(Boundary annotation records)
#####
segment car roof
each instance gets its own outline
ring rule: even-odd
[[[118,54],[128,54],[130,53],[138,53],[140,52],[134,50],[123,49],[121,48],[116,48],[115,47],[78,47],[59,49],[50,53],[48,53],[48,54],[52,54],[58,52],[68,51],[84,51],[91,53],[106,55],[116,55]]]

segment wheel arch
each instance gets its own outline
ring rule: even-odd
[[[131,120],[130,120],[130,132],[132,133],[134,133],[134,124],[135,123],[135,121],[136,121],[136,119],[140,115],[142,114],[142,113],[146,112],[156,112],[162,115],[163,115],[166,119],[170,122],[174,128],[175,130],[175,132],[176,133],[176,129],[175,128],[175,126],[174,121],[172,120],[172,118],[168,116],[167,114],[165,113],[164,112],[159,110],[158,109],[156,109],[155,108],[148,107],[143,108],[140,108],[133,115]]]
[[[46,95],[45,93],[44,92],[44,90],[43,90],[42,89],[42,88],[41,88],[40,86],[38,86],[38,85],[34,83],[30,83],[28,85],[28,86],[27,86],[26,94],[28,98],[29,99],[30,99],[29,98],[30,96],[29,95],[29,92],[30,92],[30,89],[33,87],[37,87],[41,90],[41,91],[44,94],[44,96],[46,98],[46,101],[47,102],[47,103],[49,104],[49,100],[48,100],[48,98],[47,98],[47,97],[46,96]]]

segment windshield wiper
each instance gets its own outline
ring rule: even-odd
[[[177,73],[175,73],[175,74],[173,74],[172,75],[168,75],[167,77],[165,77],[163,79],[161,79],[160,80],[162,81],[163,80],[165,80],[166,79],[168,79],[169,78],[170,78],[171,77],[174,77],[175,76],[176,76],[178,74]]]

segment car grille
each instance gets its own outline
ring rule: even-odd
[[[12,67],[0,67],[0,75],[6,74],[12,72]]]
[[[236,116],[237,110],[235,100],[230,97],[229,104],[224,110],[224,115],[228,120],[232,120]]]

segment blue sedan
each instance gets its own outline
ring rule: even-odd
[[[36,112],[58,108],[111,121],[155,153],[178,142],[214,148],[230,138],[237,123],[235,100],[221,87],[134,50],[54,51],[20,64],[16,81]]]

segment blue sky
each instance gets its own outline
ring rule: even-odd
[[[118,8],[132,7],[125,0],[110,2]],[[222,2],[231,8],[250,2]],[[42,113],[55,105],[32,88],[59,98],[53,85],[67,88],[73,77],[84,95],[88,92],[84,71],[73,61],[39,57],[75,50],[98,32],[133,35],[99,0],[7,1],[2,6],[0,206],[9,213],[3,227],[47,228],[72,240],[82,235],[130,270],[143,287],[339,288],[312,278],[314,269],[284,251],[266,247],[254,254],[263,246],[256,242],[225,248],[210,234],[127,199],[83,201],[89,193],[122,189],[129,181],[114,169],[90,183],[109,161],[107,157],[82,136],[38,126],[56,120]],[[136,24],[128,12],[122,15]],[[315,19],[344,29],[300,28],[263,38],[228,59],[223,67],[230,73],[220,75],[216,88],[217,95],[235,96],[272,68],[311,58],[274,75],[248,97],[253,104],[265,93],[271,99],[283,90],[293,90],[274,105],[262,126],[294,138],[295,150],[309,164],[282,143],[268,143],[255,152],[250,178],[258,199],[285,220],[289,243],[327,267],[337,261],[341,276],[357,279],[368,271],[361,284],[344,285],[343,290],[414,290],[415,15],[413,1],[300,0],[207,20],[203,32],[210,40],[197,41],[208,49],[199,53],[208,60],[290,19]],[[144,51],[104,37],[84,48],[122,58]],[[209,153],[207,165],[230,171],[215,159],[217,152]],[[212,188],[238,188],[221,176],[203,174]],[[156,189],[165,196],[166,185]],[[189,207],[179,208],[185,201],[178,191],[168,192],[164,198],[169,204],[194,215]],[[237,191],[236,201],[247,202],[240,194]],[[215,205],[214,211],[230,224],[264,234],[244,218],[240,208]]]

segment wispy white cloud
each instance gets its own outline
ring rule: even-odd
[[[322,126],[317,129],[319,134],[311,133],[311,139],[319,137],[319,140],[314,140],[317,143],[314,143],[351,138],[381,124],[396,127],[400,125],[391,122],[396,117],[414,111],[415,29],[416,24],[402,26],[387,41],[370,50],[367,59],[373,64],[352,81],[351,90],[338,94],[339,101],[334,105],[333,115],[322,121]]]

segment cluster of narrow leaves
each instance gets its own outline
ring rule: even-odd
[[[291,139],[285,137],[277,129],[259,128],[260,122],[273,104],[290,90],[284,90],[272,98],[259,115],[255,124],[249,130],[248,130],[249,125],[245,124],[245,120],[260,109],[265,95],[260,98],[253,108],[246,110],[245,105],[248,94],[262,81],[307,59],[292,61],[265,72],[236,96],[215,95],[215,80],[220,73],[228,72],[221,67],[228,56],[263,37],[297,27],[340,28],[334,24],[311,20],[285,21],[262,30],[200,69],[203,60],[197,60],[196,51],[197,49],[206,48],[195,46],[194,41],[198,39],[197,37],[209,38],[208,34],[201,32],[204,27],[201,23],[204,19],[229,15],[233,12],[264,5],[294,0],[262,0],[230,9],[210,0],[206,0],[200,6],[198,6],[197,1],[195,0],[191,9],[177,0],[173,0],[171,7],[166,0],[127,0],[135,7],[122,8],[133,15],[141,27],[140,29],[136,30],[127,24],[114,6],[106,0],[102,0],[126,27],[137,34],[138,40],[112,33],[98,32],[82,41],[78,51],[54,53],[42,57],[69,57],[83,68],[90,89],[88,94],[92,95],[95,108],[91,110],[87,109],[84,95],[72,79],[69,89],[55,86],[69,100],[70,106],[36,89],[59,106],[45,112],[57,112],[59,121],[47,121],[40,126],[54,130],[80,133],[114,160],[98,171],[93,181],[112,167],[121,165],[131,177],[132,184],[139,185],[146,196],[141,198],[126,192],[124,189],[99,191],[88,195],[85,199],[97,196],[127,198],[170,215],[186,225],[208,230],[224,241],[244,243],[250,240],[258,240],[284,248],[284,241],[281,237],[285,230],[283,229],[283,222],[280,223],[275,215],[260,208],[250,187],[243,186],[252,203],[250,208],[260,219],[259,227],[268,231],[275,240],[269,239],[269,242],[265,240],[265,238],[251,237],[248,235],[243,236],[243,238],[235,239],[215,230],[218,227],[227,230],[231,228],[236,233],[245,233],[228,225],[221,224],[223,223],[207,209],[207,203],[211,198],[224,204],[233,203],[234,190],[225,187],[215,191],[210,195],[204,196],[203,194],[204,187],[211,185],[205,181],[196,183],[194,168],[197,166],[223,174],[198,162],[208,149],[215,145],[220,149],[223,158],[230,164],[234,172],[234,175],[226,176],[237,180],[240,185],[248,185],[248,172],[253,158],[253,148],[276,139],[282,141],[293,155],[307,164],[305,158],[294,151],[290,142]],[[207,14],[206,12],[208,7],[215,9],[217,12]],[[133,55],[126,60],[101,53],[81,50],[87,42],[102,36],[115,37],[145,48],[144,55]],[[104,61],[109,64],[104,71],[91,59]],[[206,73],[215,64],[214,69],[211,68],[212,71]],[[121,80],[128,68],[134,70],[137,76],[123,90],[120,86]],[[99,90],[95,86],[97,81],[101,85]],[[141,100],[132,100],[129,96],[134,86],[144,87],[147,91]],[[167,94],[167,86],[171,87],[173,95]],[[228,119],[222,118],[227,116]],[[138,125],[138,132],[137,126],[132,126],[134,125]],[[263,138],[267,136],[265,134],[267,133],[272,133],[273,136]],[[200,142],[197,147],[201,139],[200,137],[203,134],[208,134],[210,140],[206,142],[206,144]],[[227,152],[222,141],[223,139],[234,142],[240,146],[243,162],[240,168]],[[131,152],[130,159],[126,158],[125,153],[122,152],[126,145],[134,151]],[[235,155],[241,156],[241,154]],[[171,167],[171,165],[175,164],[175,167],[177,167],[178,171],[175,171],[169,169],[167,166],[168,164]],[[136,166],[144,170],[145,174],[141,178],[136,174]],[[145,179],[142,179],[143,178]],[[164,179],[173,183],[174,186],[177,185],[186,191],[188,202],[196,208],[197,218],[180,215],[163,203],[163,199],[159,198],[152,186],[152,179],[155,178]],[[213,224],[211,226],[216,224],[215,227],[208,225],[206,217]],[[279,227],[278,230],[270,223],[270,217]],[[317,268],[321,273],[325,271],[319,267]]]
#####
* To be done *
How many lines of the records contain the word "blue"? Give only the number.

* Task solution *
2